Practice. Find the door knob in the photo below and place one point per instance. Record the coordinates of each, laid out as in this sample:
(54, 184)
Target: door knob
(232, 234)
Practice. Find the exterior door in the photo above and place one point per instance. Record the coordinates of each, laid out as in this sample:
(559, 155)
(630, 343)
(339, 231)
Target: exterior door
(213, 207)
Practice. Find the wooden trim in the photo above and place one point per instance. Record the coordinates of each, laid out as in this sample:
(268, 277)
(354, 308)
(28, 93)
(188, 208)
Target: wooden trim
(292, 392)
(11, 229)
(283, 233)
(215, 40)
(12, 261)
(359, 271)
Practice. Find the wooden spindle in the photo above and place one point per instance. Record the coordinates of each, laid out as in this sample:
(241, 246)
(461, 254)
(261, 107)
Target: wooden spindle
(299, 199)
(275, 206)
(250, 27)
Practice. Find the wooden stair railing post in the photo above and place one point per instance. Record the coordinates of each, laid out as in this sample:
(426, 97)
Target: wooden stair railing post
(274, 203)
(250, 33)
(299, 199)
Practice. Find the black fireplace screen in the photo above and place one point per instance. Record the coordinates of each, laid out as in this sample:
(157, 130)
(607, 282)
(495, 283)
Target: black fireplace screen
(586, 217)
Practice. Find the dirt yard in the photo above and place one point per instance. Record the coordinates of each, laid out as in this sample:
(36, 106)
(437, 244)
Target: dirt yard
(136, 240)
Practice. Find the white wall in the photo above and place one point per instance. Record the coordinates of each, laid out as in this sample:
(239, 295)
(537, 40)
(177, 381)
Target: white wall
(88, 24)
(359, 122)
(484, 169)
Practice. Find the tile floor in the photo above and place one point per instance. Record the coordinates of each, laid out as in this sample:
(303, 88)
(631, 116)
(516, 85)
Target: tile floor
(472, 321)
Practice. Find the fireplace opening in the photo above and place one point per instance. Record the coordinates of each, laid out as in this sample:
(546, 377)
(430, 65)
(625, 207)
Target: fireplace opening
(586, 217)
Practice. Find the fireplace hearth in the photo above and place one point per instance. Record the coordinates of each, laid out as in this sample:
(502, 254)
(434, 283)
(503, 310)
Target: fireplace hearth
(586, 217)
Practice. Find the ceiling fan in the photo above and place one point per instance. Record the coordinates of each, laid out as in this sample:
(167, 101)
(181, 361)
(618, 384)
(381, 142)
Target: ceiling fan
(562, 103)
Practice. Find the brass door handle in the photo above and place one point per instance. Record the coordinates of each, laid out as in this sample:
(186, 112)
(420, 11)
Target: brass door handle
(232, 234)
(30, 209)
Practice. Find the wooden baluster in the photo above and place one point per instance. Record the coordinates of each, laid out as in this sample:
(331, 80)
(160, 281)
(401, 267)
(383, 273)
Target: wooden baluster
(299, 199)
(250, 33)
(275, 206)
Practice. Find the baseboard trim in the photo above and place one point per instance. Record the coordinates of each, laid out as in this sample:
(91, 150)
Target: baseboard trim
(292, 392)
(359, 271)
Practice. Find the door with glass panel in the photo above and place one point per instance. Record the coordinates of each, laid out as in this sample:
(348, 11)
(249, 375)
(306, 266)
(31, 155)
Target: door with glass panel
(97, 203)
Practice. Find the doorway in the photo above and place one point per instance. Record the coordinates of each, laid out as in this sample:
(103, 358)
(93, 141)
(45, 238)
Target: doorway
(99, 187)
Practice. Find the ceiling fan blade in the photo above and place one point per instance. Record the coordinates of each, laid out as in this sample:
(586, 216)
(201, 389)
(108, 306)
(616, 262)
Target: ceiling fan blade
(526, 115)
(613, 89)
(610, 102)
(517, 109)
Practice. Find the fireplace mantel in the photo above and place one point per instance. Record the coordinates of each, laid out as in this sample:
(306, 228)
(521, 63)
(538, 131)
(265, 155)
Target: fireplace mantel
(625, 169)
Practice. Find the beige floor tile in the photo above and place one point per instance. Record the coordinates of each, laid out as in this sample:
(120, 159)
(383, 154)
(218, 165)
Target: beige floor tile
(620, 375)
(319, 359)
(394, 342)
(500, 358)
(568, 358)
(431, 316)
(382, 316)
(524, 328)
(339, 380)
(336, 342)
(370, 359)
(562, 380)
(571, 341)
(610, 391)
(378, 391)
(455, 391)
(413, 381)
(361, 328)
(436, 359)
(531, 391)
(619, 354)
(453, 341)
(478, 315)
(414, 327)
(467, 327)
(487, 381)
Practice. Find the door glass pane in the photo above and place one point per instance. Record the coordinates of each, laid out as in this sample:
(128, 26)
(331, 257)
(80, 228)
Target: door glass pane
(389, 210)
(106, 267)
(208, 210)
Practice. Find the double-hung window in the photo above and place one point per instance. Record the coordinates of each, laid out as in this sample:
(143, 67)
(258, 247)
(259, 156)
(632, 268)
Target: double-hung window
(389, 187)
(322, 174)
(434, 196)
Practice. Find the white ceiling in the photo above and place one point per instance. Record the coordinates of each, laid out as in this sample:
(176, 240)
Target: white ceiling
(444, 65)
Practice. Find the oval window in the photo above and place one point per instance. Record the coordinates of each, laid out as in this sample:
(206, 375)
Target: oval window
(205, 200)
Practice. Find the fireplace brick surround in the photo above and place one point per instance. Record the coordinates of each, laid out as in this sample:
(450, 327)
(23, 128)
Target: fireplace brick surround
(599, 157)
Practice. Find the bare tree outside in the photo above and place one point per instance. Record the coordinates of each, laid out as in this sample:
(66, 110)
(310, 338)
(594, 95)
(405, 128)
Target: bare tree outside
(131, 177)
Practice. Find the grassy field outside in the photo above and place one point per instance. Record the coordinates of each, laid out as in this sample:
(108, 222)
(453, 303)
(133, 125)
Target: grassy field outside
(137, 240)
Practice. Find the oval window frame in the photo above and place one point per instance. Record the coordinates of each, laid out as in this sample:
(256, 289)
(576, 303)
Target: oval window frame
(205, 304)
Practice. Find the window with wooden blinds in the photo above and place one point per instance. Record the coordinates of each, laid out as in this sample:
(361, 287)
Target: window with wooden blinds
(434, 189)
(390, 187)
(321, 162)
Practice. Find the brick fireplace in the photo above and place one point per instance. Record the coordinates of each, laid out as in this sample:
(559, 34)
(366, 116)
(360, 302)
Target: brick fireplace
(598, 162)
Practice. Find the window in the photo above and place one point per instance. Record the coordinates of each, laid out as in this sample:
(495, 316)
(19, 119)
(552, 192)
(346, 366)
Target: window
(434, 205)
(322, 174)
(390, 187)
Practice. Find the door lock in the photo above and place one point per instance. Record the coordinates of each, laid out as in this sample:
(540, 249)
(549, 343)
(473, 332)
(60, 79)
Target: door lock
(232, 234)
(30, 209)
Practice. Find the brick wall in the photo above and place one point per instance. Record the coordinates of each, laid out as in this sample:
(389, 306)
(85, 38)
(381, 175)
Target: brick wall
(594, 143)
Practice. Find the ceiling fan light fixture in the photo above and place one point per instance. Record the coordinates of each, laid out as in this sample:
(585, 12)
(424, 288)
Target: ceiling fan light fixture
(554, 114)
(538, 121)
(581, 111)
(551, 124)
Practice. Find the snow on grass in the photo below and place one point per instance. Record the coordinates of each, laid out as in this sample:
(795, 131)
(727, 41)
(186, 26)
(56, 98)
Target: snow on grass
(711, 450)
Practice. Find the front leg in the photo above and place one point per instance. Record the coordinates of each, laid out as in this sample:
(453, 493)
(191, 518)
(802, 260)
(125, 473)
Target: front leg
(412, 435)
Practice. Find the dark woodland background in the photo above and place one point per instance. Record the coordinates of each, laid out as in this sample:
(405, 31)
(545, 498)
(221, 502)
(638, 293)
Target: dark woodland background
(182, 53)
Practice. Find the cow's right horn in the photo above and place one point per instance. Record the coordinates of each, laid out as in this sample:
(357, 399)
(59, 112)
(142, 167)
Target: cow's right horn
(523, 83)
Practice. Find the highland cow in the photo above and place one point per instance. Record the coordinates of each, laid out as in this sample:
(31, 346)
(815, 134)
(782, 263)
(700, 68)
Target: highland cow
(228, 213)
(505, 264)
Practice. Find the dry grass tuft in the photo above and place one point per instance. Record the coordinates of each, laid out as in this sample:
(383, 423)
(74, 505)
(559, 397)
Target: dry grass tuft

**Instructions to follow:** The lines needed are those in the data above that hold the string "tuft"; copy each of them.

**Solution to the exercise:**
Practice. Find the dry grass tuft in the photo above and place one point per instance. Record the coordinates of each, laid out as in this sample:
Target: dry grass tuft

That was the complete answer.